What you need to do:
a. In the discussion about modern medicine, what two illnesses did Mr. Legend have at the same time?
b. In the discussion about modern medicine, swap "rabies" for "cholera" in the passage starting with "Yabbut, pre-modern medicine, you" and going on through "beside the point.".

Would you still be alive without modern medical technology?

Yabbut, pre-modern medicine, you wouldn’t have been hit by a car. :stuck_out_tongue:

My only serious illness was varicella pneumonia at age 3 (not counting chronic strep-throat and other various infections I would have probably recovered from). So…maybe.

I very likely would have died of rabies at the age of six. Of course, if not for modern medicine, my father wouldn’t have gone to Indonesia to work as a doctor, but that’s beside the point.

Mr. Legend would have died either from appendicitis or from typhoid; he had them simultaneously (he came close to dying even with excellent treatment) at the age of thirteen.

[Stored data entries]
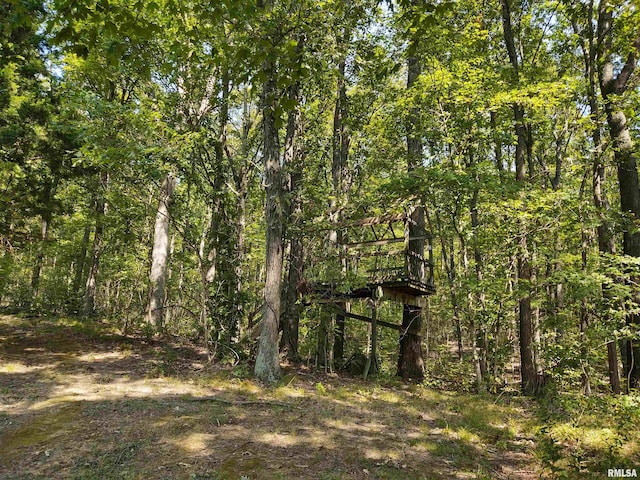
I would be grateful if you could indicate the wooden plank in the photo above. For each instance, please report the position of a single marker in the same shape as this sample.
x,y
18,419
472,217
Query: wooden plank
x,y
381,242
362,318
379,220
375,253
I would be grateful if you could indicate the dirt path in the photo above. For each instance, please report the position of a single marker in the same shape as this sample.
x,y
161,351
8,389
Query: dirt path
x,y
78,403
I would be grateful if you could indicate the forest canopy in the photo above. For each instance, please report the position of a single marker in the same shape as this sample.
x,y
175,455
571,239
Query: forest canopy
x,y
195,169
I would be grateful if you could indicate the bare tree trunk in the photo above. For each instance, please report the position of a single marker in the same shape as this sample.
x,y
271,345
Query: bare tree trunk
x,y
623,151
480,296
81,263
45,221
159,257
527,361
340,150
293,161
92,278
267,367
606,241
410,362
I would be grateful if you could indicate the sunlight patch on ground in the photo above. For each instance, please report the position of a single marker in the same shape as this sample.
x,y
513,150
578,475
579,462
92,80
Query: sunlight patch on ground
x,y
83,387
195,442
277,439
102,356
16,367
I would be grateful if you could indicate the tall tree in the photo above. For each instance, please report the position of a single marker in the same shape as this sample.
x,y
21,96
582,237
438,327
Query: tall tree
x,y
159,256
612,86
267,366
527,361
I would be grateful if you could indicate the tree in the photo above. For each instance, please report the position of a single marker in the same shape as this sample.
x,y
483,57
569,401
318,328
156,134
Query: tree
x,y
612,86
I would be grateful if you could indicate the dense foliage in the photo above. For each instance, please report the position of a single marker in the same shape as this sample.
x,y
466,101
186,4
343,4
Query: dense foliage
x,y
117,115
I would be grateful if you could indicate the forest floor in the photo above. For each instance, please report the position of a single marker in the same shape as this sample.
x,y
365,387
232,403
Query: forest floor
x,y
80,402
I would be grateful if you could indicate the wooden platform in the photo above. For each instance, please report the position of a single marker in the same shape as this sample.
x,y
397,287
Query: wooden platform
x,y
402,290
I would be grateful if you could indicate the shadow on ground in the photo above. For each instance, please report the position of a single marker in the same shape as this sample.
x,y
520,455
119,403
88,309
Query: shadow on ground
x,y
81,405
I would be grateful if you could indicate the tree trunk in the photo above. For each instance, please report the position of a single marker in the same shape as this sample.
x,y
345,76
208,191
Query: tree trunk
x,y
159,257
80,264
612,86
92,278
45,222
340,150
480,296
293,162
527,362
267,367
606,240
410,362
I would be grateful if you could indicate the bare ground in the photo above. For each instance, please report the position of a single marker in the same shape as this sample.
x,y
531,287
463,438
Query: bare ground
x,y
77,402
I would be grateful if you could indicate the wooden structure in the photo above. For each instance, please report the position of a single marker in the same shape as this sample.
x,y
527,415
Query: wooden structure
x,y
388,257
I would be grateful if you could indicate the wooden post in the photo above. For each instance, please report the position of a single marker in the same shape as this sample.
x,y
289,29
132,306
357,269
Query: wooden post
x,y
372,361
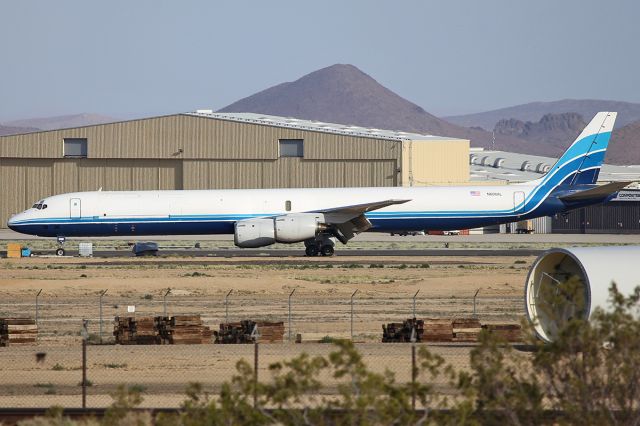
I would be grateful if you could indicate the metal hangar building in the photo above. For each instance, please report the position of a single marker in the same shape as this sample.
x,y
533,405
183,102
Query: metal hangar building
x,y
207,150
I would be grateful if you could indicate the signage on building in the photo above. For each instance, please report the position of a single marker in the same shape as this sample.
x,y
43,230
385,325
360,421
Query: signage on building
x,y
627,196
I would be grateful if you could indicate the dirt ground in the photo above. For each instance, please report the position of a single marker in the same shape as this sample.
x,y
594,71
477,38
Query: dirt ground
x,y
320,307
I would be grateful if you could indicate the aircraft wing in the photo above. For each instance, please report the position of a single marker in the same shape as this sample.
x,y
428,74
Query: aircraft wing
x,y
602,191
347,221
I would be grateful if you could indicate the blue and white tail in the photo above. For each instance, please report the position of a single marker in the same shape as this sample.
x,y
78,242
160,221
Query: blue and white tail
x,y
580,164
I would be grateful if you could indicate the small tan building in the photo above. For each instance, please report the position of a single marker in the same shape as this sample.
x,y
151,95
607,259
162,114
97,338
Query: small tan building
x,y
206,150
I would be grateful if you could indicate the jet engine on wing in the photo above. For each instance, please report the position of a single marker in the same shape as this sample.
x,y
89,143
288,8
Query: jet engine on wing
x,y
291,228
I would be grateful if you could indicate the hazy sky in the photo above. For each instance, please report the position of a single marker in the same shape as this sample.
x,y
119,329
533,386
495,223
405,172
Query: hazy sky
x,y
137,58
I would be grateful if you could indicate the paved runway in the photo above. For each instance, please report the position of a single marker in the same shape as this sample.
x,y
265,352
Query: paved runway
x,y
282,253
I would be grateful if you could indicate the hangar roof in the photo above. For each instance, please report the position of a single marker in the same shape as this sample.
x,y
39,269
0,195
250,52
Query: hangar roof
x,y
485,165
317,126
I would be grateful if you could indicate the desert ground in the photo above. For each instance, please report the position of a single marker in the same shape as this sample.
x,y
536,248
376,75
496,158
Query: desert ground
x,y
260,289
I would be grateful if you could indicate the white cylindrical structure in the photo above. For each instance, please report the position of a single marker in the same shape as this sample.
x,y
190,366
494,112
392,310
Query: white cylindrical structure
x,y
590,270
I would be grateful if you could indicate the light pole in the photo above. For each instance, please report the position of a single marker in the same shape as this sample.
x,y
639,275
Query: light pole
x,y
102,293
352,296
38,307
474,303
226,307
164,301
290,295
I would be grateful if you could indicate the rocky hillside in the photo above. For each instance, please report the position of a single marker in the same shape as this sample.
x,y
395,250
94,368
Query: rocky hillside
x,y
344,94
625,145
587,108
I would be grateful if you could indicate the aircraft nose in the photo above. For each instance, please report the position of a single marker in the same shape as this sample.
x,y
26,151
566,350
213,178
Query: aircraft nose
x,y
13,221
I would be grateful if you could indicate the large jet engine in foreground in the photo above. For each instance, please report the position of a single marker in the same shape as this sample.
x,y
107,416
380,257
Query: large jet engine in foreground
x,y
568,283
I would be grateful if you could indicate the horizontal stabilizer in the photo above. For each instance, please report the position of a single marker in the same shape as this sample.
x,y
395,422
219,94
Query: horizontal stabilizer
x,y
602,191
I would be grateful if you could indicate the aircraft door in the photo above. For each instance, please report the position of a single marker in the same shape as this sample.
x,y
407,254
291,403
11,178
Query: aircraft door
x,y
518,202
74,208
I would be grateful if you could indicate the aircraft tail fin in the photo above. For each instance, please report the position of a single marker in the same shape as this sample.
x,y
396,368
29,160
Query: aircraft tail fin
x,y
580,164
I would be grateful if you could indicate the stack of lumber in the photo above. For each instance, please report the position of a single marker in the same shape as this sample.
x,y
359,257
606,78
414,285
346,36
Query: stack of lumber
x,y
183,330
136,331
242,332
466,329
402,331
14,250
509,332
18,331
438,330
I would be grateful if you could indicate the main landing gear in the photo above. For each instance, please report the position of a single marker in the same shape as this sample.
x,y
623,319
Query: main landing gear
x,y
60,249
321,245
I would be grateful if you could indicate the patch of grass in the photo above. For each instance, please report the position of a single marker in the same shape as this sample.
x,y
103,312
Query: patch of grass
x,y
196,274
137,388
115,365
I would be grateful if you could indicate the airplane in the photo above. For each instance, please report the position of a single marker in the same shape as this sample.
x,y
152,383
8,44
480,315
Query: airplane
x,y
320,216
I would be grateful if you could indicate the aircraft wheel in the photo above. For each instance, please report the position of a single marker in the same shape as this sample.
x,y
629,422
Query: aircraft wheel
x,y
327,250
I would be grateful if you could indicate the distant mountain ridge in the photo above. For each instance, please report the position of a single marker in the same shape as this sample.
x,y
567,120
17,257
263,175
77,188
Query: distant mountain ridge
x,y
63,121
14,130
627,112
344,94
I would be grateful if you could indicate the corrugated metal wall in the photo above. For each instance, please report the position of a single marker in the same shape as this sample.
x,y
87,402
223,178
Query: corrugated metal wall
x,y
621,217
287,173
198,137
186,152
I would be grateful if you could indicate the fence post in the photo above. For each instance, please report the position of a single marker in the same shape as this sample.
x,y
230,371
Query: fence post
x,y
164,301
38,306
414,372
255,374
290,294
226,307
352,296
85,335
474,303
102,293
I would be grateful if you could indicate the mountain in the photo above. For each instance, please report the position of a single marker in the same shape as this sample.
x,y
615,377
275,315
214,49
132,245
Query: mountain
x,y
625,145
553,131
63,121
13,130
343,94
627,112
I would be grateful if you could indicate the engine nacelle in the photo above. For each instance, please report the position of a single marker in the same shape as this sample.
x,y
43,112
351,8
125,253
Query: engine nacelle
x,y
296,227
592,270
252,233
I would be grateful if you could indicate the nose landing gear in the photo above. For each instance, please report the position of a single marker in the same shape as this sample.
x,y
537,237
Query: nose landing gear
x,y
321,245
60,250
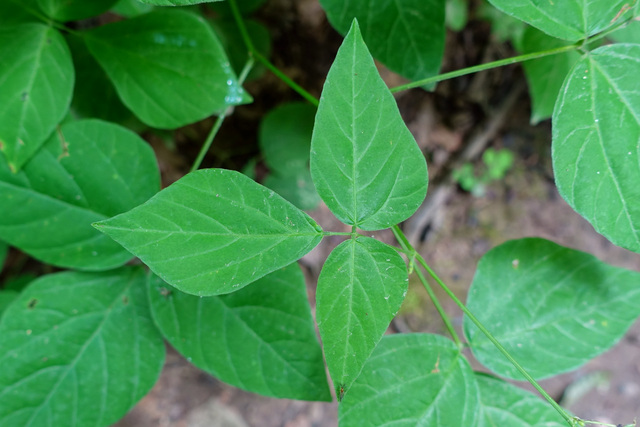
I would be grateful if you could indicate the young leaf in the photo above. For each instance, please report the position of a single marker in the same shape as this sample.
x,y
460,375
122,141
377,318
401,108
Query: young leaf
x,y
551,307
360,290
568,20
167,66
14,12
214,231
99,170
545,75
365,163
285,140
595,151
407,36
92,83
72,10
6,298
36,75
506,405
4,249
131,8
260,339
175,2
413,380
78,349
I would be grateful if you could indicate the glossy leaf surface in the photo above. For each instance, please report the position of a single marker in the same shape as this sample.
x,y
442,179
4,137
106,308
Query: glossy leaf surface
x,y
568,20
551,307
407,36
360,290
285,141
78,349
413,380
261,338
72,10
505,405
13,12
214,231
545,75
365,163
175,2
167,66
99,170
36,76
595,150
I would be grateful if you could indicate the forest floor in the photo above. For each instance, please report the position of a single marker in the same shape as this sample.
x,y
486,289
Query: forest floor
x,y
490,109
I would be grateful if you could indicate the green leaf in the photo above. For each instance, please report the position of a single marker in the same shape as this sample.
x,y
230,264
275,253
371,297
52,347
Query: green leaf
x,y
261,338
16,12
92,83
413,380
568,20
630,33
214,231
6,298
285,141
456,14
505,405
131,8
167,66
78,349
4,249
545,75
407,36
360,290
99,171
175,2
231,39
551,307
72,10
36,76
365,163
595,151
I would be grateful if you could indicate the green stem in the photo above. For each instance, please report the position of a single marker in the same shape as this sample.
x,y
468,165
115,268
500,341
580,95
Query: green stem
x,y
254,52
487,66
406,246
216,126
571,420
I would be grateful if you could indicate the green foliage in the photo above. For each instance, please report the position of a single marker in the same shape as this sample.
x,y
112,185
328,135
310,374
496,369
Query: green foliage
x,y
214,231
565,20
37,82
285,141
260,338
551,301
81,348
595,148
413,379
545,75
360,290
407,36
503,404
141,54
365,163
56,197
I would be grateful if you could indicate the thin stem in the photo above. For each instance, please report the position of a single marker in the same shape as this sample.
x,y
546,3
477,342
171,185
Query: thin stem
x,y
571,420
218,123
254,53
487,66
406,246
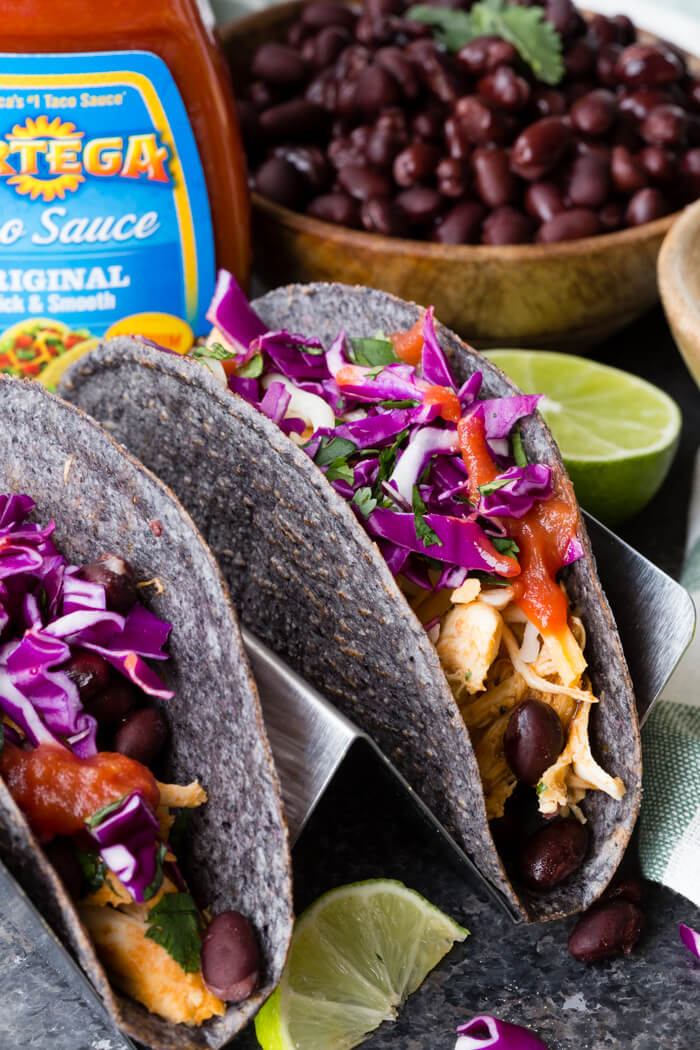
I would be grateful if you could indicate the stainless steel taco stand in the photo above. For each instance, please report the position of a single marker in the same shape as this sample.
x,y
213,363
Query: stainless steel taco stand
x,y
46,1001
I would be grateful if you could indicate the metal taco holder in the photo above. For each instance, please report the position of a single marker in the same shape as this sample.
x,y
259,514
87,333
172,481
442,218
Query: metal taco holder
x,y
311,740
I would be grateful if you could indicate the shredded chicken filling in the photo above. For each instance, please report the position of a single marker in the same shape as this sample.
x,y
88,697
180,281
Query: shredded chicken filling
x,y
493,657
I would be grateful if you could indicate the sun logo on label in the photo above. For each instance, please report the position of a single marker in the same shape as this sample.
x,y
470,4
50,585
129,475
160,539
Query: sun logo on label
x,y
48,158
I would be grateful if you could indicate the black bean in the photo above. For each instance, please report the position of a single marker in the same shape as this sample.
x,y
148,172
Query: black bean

Outputs by task:
a. Appendicitis and typhoid.

b.
Yabbut, pre-modern medicine, you wouldn’t have been hit by a car. :stuck_out_tongue:

My only serious illness was varicella pneumonia at age 3 (not counting chronic strep-throat and other various infections I would have probably recovered from). So…maybe.

I very likely would have died of cholera at the age of six. Of course, if not for modern medicine, my father wouldn’t have gone to Indonesia to work as a doctor, but that’s beside the point.